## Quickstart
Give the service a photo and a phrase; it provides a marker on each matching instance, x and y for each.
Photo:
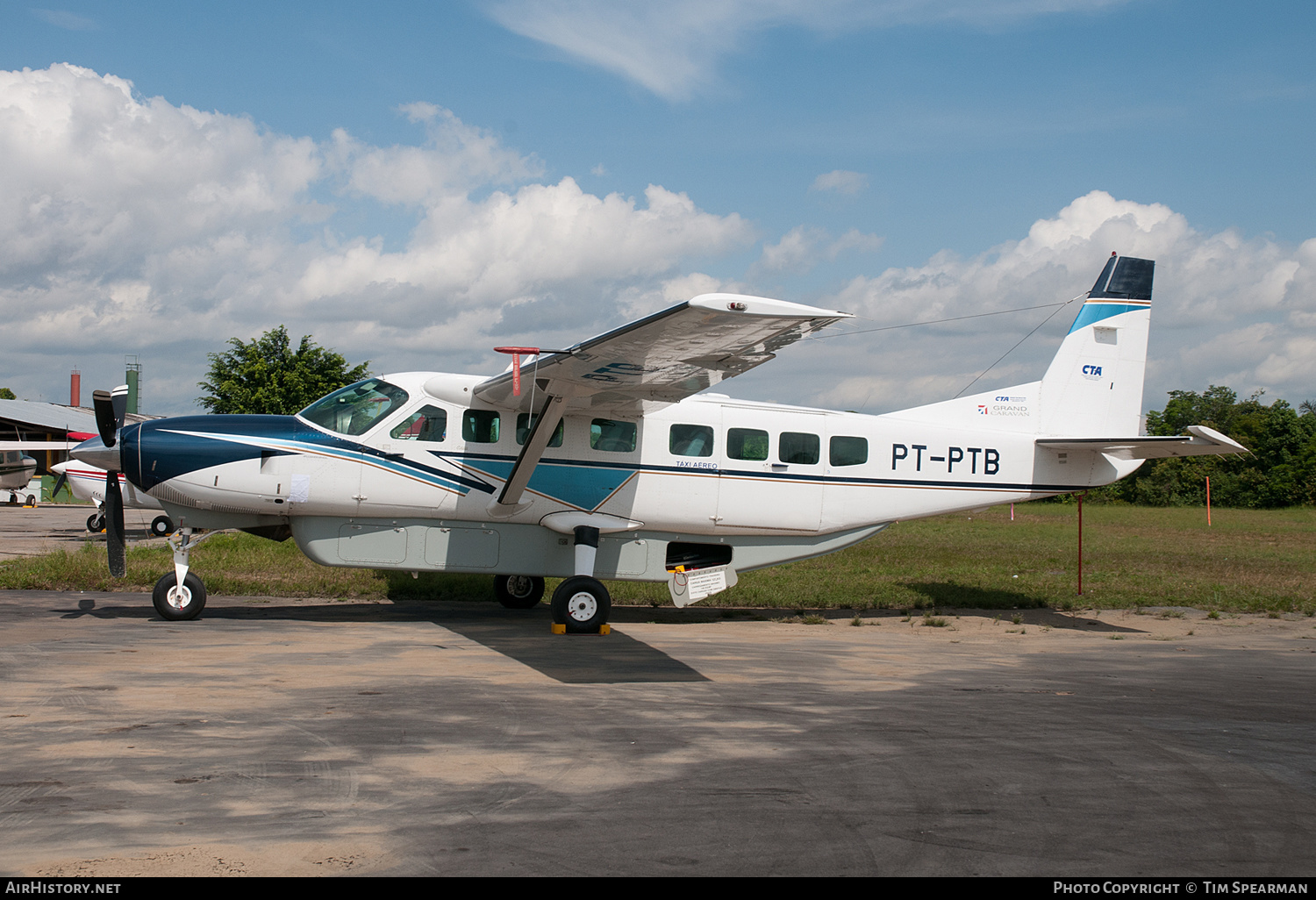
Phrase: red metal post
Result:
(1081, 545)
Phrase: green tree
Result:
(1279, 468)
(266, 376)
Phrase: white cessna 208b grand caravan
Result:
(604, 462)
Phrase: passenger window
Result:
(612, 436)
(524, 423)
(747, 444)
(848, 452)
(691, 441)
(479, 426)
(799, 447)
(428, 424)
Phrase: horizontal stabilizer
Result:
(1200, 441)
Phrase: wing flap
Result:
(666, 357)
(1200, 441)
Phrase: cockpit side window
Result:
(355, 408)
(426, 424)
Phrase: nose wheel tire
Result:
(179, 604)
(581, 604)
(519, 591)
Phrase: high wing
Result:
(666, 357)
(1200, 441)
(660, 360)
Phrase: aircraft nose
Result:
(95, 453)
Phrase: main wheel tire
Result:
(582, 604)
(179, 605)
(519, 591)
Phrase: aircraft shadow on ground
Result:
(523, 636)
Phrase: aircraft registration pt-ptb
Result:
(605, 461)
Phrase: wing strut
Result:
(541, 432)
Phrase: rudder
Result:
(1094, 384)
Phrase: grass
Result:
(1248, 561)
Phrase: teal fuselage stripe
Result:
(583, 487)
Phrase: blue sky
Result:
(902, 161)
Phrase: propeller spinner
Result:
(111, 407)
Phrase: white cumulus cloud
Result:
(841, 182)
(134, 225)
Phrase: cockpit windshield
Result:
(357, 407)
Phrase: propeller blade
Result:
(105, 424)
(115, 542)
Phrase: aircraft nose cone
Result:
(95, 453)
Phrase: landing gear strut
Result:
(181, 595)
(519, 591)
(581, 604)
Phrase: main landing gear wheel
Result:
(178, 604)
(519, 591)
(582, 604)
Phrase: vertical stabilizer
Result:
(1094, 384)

==

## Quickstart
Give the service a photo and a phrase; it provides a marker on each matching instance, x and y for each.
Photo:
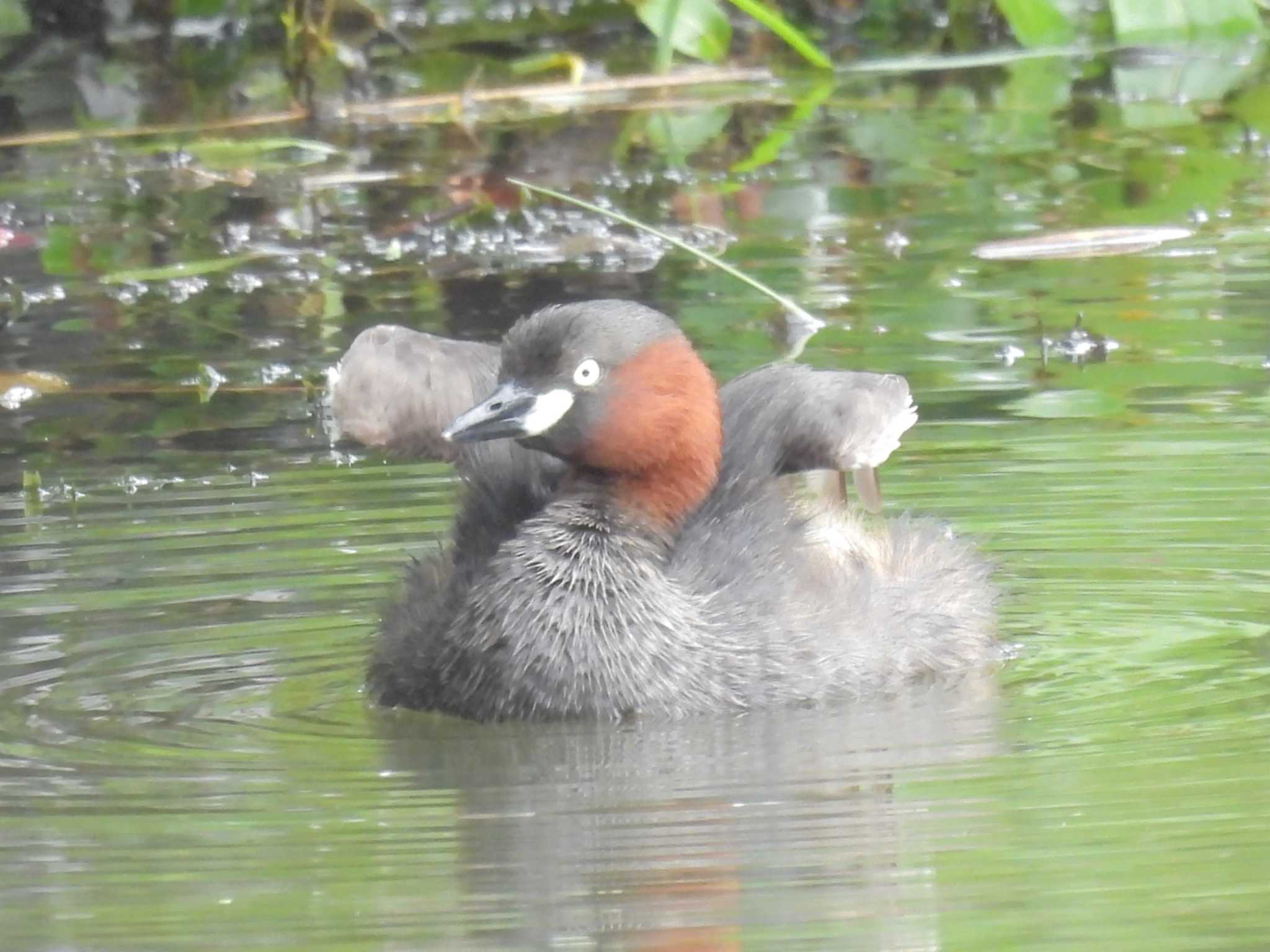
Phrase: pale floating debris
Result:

(SET TASK) Count the lines in the rows above that contain the word "propeller" with matching case, and give only that number.

(SOLUTION FOR THIS PROBLEM) 2